What you are asked to do
List all the lines in these records that hold "seat".
Exercise materials section start
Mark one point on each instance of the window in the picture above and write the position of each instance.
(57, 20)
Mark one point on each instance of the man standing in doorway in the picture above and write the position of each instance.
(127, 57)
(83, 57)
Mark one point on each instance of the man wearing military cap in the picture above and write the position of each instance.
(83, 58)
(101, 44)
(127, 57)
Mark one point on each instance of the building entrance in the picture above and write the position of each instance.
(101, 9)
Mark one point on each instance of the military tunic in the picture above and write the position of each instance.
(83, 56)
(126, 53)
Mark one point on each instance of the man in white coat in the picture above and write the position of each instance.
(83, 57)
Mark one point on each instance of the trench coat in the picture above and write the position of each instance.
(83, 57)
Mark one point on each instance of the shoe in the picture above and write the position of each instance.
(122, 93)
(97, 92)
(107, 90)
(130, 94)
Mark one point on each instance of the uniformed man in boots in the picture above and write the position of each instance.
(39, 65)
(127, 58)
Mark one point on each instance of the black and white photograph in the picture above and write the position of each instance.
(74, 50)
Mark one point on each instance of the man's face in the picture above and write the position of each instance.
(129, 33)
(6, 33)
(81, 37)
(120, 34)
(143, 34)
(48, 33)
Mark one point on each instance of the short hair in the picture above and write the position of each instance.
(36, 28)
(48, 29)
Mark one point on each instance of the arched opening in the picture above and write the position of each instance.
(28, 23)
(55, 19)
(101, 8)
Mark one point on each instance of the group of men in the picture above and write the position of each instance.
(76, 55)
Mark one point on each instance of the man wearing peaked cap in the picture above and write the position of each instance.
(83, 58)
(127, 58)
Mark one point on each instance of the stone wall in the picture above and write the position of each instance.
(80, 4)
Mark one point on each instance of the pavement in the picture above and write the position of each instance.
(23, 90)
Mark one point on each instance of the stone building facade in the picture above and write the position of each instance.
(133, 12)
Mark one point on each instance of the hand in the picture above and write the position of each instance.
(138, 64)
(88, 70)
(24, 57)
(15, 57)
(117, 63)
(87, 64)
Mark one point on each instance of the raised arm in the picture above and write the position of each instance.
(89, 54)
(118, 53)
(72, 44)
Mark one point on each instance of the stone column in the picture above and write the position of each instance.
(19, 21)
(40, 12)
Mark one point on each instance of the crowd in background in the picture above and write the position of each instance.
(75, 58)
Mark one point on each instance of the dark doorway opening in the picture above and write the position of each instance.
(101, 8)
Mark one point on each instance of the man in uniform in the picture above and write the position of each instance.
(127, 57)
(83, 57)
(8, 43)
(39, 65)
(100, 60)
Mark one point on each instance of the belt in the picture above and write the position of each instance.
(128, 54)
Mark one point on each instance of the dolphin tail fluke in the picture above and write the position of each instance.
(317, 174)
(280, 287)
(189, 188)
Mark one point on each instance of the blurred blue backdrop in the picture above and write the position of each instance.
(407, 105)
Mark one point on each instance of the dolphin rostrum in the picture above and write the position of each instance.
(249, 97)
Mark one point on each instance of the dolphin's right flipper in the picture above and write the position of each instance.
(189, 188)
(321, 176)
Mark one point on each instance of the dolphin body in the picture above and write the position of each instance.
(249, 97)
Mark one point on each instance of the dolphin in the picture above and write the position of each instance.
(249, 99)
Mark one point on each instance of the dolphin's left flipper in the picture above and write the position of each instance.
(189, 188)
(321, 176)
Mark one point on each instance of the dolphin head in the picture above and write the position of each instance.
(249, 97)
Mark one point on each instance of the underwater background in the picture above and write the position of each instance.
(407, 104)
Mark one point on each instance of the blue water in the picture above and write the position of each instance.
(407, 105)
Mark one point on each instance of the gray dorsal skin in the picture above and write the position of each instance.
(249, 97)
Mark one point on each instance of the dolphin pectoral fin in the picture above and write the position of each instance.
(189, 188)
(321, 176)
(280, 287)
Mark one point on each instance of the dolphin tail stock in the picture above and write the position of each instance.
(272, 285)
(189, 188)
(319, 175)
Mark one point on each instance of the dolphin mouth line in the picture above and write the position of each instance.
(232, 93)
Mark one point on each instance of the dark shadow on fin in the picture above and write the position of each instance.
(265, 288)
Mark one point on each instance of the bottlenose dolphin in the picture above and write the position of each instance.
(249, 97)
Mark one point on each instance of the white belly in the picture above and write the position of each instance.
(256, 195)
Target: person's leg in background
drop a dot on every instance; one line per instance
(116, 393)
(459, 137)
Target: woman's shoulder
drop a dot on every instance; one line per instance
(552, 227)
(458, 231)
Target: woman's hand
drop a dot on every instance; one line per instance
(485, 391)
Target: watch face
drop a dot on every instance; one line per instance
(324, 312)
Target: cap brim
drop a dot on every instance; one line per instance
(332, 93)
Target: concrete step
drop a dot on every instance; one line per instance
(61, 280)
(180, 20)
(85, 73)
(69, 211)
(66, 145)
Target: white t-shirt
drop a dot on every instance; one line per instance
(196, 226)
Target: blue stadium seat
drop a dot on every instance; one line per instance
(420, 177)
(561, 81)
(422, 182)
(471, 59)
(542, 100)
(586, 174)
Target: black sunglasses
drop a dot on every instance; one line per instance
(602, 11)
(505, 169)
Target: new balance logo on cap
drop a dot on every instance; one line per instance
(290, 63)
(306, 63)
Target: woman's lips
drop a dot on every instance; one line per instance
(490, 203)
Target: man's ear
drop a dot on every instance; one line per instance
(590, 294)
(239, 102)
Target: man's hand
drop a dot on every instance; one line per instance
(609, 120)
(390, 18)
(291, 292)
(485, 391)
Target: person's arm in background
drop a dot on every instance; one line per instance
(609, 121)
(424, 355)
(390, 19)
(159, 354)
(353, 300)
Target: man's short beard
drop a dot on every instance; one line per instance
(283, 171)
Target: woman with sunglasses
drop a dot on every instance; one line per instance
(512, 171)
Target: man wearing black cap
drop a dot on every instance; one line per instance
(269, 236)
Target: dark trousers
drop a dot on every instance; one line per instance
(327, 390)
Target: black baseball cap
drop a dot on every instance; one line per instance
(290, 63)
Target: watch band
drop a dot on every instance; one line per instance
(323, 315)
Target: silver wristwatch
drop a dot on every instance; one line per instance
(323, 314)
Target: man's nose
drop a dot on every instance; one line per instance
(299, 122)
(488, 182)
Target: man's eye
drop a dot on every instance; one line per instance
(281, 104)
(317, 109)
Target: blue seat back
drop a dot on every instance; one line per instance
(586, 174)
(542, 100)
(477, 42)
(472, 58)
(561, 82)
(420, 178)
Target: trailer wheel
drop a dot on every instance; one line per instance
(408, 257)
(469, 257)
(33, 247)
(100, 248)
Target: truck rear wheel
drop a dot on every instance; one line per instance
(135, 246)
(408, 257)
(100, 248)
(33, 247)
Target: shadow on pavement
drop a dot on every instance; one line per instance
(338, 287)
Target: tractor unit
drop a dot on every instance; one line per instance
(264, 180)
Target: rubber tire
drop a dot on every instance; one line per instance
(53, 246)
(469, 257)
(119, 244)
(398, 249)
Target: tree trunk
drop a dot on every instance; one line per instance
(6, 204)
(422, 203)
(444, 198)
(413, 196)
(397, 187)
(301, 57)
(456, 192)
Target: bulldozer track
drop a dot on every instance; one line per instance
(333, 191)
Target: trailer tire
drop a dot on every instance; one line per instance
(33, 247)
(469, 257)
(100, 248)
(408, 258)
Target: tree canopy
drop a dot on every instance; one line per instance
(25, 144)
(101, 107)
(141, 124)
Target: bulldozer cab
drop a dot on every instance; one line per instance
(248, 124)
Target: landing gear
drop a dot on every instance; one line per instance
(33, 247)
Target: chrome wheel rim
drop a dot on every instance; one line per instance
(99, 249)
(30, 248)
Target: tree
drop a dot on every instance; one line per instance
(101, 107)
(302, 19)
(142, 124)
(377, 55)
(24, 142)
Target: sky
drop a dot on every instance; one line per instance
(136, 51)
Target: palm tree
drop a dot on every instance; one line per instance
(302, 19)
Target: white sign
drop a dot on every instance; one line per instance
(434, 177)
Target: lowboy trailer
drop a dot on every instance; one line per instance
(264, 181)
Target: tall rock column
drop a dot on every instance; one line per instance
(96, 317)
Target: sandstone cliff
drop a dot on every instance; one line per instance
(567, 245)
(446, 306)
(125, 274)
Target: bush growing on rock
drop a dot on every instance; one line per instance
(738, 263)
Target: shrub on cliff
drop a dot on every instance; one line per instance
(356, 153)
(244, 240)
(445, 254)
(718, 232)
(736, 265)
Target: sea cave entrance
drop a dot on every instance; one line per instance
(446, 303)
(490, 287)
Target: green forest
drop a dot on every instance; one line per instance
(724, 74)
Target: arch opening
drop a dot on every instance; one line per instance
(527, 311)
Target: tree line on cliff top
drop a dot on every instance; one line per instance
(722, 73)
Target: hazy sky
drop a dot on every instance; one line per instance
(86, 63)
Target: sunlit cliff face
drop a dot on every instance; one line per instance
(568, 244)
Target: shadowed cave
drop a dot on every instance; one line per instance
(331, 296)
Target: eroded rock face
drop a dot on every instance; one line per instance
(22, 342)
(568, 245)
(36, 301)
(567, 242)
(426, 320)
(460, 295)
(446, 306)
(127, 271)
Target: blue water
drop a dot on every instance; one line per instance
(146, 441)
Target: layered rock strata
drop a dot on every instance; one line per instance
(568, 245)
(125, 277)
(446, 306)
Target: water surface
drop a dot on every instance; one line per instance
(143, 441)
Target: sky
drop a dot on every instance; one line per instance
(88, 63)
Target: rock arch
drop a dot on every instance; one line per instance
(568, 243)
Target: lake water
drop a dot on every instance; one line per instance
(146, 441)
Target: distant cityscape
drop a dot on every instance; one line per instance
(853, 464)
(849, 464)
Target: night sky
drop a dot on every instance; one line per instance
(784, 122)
Exercise materials section end
Result of this exercise
Target: blue stadium seat
Target: blue seat back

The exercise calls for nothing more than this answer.